- **EXERCISE DESCRIPTION**
Tell how many lines of the data include the word "below". Nothing but the number belongs in the answer.

^^^^^^^^^^^^^^^^

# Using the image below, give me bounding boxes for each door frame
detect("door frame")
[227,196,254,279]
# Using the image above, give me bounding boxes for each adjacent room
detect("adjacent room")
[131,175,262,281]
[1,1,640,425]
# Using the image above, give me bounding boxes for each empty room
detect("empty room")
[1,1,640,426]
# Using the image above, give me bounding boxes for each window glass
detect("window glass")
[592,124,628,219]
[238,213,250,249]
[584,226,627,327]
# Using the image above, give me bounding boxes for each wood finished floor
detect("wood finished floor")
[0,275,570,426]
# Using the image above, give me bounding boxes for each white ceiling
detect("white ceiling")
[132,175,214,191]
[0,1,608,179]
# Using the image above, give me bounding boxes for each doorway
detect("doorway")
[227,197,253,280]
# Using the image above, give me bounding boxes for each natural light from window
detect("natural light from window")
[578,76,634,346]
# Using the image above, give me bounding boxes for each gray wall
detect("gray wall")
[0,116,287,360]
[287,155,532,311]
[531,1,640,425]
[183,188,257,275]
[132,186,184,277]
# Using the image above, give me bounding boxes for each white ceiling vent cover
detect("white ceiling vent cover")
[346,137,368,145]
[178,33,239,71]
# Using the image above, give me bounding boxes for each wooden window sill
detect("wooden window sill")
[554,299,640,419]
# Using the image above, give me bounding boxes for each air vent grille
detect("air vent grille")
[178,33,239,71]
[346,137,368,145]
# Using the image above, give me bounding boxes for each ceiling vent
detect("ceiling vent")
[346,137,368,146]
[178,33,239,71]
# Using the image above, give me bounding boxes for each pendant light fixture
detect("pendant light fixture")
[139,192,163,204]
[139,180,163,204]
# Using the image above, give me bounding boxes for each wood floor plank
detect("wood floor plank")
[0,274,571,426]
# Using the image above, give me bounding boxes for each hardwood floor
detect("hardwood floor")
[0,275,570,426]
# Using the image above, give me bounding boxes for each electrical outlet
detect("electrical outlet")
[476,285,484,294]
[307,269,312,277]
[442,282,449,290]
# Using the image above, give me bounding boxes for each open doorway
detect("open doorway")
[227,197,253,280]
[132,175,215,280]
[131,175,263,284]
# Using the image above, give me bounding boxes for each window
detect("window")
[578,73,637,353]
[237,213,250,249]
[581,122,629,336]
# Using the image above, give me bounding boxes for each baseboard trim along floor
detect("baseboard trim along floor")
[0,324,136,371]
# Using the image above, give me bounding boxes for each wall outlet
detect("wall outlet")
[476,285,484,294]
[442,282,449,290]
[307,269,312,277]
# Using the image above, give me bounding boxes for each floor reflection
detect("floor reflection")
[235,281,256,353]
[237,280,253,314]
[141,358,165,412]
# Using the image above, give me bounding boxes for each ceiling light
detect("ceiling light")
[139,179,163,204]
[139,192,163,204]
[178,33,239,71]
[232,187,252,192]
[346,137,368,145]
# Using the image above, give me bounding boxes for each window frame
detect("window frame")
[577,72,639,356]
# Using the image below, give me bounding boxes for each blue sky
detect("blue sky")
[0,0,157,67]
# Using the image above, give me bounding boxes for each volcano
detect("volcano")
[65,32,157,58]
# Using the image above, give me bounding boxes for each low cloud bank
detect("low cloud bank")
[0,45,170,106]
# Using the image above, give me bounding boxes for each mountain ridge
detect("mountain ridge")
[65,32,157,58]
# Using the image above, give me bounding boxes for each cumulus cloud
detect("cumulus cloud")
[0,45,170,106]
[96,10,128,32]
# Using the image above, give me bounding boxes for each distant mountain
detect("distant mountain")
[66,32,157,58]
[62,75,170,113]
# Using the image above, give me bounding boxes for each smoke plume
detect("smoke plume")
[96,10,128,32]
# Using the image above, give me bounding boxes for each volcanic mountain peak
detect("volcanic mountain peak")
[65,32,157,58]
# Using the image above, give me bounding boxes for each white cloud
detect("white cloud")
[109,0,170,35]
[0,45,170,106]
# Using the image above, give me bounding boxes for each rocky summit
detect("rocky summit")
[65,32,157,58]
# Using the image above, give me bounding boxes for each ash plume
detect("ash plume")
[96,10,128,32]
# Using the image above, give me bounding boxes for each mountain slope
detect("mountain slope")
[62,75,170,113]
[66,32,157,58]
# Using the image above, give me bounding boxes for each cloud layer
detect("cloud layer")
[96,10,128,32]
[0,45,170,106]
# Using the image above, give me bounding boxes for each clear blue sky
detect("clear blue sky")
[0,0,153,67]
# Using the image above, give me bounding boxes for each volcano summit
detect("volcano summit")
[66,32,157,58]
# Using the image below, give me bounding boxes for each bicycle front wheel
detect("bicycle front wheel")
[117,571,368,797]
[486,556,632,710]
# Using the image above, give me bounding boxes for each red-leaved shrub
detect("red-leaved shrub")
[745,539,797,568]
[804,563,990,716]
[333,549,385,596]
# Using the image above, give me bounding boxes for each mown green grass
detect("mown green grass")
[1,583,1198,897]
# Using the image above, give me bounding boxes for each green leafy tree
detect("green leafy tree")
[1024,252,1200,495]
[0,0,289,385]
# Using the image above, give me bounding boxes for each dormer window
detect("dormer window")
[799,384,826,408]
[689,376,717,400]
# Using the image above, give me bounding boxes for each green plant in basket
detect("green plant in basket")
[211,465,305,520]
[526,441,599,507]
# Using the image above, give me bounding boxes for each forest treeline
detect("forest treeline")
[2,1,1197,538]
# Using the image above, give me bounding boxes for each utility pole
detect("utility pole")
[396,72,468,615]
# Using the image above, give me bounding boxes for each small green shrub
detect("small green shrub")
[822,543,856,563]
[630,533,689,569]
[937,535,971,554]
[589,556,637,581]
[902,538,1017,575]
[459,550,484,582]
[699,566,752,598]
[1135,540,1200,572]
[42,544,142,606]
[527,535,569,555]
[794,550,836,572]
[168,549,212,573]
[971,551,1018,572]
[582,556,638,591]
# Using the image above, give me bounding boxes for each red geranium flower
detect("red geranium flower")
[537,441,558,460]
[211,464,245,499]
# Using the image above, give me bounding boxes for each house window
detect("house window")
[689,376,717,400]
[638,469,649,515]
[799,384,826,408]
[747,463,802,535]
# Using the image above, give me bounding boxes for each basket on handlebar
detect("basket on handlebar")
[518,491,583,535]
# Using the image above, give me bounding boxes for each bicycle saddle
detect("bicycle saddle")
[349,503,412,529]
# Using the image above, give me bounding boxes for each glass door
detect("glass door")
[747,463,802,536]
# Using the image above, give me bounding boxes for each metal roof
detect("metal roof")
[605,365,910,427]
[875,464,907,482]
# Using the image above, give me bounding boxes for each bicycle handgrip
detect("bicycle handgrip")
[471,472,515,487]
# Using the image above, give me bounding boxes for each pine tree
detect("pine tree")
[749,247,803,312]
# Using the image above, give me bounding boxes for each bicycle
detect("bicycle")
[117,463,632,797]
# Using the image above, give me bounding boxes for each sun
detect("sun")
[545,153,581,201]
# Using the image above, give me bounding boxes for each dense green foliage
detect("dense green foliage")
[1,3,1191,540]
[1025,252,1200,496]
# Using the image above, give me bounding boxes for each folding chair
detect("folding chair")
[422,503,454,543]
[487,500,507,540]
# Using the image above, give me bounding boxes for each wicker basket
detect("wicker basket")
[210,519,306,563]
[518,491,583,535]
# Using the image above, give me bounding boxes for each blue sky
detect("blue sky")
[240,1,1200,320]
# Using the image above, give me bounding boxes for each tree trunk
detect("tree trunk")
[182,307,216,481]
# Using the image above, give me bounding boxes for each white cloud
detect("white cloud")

^^^^^^^^^^^^^^^^

- **TASK SOLUTION**
3